REQUIRED TASK 1:
Gather every line of the listing below that contains the word "instance". Case counts.

On 09/01/13 08:40, ali koyuncu wrote:
And than I will save them in a file which is binary
such as en-sent.bin It is right ?( InputStream modelIn = *new*FileInputStream(
*"en-sent.bin"*);)
No, this is not accurate...You have not really read the documentation
have you? First of all you need to train a model...This is why you need
the data (correctly identified sentences). Refer to the 'Sentence
Detector Training' section here:
http://opennlp.apache.org/documentation/1.5.2-incubating/manual/opennlp.html#tools.sentdetect.detection
So the procedure goes something like this:
1. find or construct the data you need (turk-sent.train) *
2. train the sentence detector
3. save the trained model (turk-sent.bin)
4. finally use it
there is documentation and code snippets on the above website...make
sure you read it first. If i were you I would copy some news articles
from a Turkish newspaper and do he sentence splitting with my own eyes
in order to produce the train-set...
*for English the data would be something like this (1 sentence per line):
Pierre Vinken, 61 years old, will join the board as a nonexecutive director
Nov. 29.
Mr. Vinken is chairman of Elsevier N.V., the Dutch publishing group.
Rudolph Agnew, 55 years old and former chairman of Consolidated Gold Fields PLC,
was named a director of this British industrial conglomerate.
Hope that helps,
Jim

REQUIRED TASK 2:
List each step of the procedure that the post lays out for building a sentence detector.

TASK INPUT:
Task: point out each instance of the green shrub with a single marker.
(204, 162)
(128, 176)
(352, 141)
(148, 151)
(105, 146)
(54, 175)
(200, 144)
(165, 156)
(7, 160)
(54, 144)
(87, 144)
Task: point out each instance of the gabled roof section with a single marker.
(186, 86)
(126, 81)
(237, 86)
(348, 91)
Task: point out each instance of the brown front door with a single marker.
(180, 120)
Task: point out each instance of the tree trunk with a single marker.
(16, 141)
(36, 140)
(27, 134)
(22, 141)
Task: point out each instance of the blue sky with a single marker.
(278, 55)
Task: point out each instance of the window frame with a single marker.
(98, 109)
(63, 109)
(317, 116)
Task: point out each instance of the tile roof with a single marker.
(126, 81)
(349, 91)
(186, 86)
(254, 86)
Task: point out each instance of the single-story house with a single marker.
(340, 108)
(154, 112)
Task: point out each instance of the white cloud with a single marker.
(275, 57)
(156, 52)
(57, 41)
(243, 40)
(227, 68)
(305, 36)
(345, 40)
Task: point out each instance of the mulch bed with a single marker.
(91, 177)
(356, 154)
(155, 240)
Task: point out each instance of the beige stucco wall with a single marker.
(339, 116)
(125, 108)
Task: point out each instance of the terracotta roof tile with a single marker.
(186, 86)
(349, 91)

EXERCISE RESPONSE 1:
Task: point out each instance of the green shrub with a single marker.
Task: point out each instance of the gabled roof section with a single marker.
Task: point out each instance of the brown front door with a single marker.
Task: point out each instance of the tree trunk with a single marker.
Task: point out each instance of the blue sky with a single marker.
Task: point out each instance of the window frame with a single marker.
Task: point out each instance of the tile roof with a single marker.
Task: point out each instance of the single-story house with a single marker.
Task: point out each instance of the white cloud with a single marker.
Task: point out each instance of the mulch bed with a single marker.
Task: point out each instance of the beige stucco wall with a single marker.
Task: point out each instance of the terracotta roof tile with a single marker.

EXERCISE RESPONSE 2:
1. find or construct the data you need (turk-sent.train)
2. train the sentence detector
3. save the trained model (turk-sent.bin)
4. finally use it